(Dataset excerpt)
begin
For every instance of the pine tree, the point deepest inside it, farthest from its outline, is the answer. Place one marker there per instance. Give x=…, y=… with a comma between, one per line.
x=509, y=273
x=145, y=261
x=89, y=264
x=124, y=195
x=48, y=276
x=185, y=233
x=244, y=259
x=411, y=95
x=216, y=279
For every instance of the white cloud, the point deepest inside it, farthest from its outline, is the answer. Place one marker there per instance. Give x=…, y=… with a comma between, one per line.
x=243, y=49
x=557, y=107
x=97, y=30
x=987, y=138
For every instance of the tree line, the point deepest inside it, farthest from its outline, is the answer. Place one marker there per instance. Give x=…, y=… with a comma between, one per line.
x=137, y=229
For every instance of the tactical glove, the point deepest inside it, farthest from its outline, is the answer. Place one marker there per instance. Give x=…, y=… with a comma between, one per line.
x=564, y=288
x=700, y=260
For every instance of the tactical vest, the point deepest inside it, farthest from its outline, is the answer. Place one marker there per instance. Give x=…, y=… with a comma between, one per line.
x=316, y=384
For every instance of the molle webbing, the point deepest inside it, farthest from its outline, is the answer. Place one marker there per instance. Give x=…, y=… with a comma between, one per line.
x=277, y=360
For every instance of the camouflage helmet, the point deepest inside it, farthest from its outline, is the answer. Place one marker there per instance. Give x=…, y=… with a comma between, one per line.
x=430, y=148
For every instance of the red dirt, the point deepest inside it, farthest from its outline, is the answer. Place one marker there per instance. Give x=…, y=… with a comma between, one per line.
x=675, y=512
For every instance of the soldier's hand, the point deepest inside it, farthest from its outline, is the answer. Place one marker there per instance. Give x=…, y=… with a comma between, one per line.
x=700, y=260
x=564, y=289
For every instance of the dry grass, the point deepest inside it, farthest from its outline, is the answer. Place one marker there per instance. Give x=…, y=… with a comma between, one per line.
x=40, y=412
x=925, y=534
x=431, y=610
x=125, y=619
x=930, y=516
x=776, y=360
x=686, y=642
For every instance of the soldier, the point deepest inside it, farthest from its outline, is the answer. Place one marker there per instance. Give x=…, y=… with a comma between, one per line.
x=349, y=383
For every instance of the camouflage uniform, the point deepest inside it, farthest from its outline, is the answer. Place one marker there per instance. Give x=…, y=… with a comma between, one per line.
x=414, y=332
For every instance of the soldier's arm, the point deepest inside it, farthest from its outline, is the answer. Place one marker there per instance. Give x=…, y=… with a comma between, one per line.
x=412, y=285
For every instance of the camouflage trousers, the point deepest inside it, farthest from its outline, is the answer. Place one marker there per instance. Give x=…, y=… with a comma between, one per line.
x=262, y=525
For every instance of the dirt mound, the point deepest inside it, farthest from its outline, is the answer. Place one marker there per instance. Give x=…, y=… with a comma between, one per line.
end
WHAT THE TASK ASKS
Edit the listing above so that each "marker" becomes "dot", keeping every other part of it unchanged.

REPLY TO THE TASK
For every instance of the pine tree, the point deepest inside it, farthest from its outline, is the answer. Place one dot there per instance. Give x=…, y=… with a comma between, one per line.
x=509, y=273
x=145, y=261
x=89, y=264
x=124, y=195
x=48, y=276
x=185, y=233
x=244, y=259
x=411, y=95
x=216, y=279
For every instance of the white cloud, the point deepest inside it, farthest from its outline, is the answer. Place one dot there per instance. Give x=…, y=… with a comma between, one per line.
x=243, y=49
x=557, y=107
x=97, y=30
x=987, y=138
For every instance of the tree line, the point deepest inside it, farthest from its outline, is the answer. Place one dot there per instance. Give x=…, y=… with a comma between, one per line.
x=137, y=229
For every instance of the tactical glove, the point deepest inside it, farthest from its outline, is the answer. Place one dot there per instance. Give x=…, y=… with a comma between, one per line.
x=564, y=288
x=700, y=260
For every instance of the tactical vest, the point deepest inside it, farthest from its outline, is the answer. Place one dot there per instance. Give x=…, y=… with a comma between, one per line.
x=316, y=384
For every instance of the molle webbing, the point deepest inside it, farthest from its outline, is the answer. Place one dot there per instance. Give x=…, y=… with a comma between, one per line.
x=277, y=360
For every instance of the camouflage helmet, the point deepest inside it, farthest from its outline, is the answer. Place one dot there per instance. Give x=…, y=… with a comma between, one per line.
x=430, y=148
For every instance of the red dirt, the point deepest inside it, farthest from its outline, is the answer. Place one dot there per instance. Give x=…, y=… with a comma between, one per line.
x=675, y=512
For every instance of the soldier's hand, the point deepest inside it, farthest from its outline, is the answer. Place one dot there per instance. Give x=…, y=… with a comma between, one per line.
x=700, y=260
x=564, y=289
For every instance of the dry grass, the point deepest inside it, farthest from its outline, is the answer. Place one dot there per instance. Give x=…, y=… with a comma between, one per line.
x=40, y=412
x=925, y=534
x=431, y=610
x=125, y=619
x=930, y=516
x=776, y=360
x=686, y=642
For every instance of the soldier, the point deepest inside it, farthest from its outline, is the answer. Place one dot there per instance. Give x=…, y=… with a comma between, one per line.
x=349, y=383
For every instance of the camouflage uniform, the point deepest inside it, farthest from its outline, is the answer. Place one dot there per instance. Give x=…, y=… with a comma between, one per line.
x=414, y=332
For every instance of the soldier's arm, the point deepest inside it, farthest from its outline, is the answer. Place one dot there per instance. Give x=…, y=… with a comma between, one per line.
x=412, y=285
For every instance of the camouflage trousers, the point deepest inside it, farthest from its outline, is the answer. Place one dot there per instance. Give x=…, y=… with a comma between, one per line.
x=262, y=525
For every instance of the dirt mound, the point deepest inside it, farthest from its outline, is the answer. Place one dot there per instance. Give x=…, y=… with a comma between, one per line.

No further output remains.